Text section:
== == ==
A Better Solution: Eliminate Address Classes

It was clear that as long as there were only three sizes of networks, the allocation efficiency problem could never be properly rectified. The solution was to get rid of the classes completely, in favor of a classless allocation scheme. This system would solve both of the main problems with “classful” addressing: inefficient address space use, and the exponential growth of routing tables.

This system was developed in the early 1990s and formalized in 1993 in RFCs 1517, 1518, 1519 and 1520. The technology was called Classless Inter-Domain Routing (CIDR). Despite this name, the scheme deals with both addressing and routing matters, since they are inextricably linked.

The idea behind CIDR is to adapt the concept of subnetting a single network to the entire internet. In essence, then, classless addressing means that instead of breaking a particular network into subnets, we can aggregate networks into larger “supernets”. CIDR is sometimes called supernetting for this reason: it applies the principles of subnetting to larger networks. It is this aggregation of networks into supernets that allowed CIDR to resolve the problem of growing Internet routing tables.
== == ==
Dataset excerpts:
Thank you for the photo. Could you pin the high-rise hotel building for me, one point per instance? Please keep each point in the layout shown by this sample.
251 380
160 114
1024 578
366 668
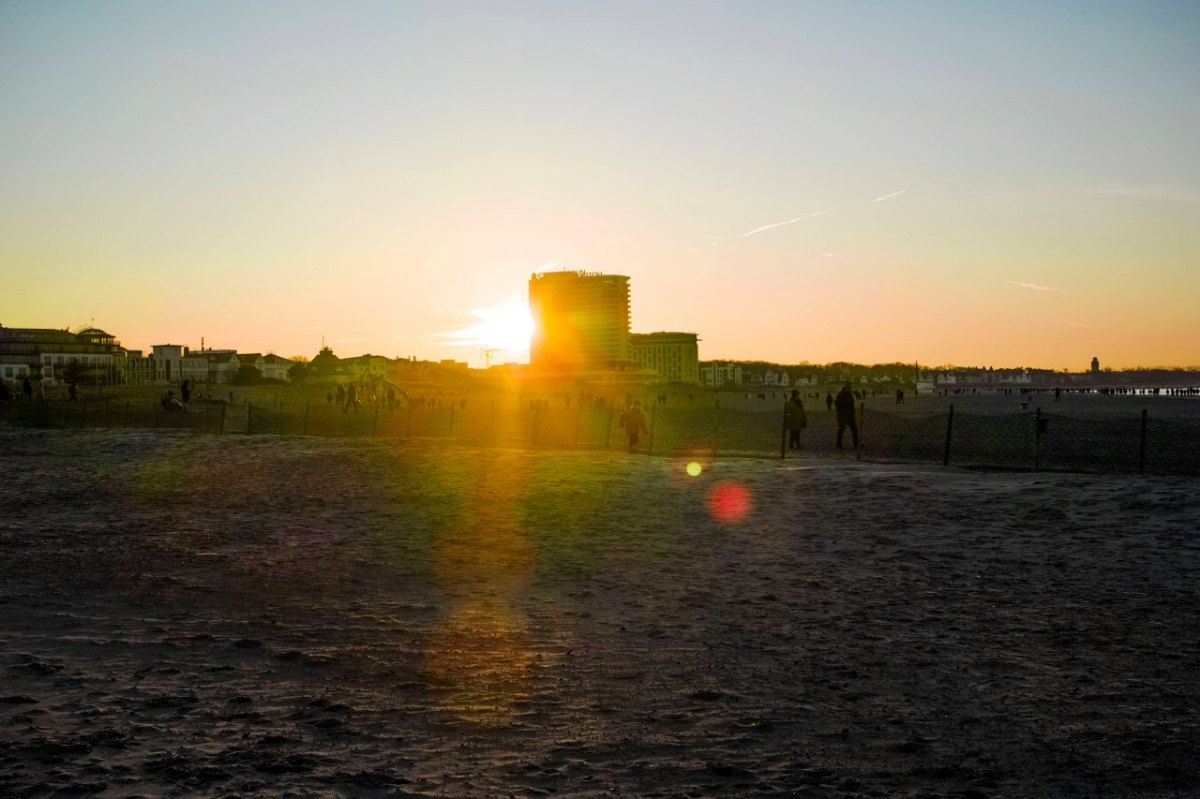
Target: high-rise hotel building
581 322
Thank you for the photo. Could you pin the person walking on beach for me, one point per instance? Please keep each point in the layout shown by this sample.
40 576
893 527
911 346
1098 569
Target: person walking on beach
634 421
795 419
845 404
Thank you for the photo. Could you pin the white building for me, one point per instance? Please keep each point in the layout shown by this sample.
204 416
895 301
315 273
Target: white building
672 355
718 374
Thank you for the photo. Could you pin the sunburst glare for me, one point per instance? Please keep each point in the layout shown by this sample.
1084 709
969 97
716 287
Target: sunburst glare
503 329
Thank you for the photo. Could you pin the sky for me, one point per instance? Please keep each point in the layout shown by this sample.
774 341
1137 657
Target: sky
1008 184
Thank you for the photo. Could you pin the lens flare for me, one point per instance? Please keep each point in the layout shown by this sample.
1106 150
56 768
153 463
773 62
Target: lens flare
729 502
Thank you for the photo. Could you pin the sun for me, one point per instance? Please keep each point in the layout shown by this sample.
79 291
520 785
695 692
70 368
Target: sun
505 328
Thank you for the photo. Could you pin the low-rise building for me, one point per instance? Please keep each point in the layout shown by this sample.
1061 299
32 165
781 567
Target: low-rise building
714 376
88 355
673 356
209 366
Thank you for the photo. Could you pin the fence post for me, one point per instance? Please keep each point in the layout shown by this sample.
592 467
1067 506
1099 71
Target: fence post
858 444
949 426
1037 439
717 416
1141 451
654 414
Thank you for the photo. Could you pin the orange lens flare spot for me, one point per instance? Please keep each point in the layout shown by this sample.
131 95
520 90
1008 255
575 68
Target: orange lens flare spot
730 502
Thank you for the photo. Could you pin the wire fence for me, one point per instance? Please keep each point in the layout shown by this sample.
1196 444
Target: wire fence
1029 440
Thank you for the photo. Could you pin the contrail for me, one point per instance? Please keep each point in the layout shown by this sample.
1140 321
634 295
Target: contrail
777 224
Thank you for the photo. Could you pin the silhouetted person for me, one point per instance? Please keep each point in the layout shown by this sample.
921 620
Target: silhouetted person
634 421
845 404
795 419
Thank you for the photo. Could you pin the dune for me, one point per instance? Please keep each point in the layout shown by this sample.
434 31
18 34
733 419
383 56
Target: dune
189 614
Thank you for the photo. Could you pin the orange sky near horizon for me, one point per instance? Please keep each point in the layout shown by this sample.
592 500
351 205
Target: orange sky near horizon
797 184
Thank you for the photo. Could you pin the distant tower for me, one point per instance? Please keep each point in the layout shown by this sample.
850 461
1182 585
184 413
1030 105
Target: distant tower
581 322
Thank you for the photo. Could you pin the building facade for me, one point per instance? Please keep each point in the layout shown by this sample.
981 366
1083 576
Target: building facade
209 365
718 374
675 356
581 322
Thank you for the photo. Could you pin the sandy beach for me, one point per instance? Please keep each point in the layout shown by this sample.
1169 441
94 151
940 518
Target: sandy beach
186 614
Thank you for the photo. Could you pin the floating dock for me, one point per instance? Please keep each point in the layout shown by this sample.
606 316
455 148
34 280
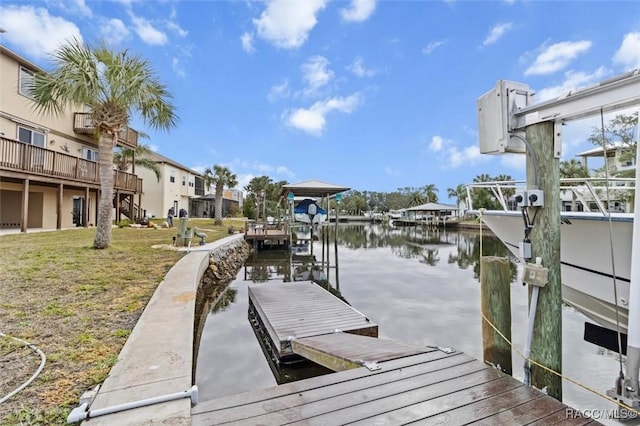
== == ==
Written exercise: Reproduce the passage on eliminating address classes word for word, from its heading through its final sentence.

Answer to the exercise:
A Better Solution: Eliminate Address Classes

It was clear that as long as there were only three sizes of networks, the allocation efficiency problem could never be properly rectified. The solution was to get rid of the classes completely, in favor of a classless allocation scheme. This system would solve both of the main problems with “classful” addressing: inefficient address space use, and the exponential growth of routing tables.

This system was developed in the early 1990s and formalized in 1993 in RFCs 1517, 1518, 1519 and 1520. The technology was called Classless Inter-Domain Routing (CIDR). Despite this name, the scheme deals with both addressing and routing matters, since they are inextricably linked.

The idea behind CIDR is to adapt the concept of subnetting a single network to the entire internet. In essence, then, classless addressing means that instead of breaking a particular network into subnets, we can aggregate networks into larger “supernets”. CIDR is sometimes called supernetting for this reason: it applies the principles of subnetting to larger networks. It is this aggregation of networks into supernets that allowed CIDR to resolve the problem of growing Internet routing tables.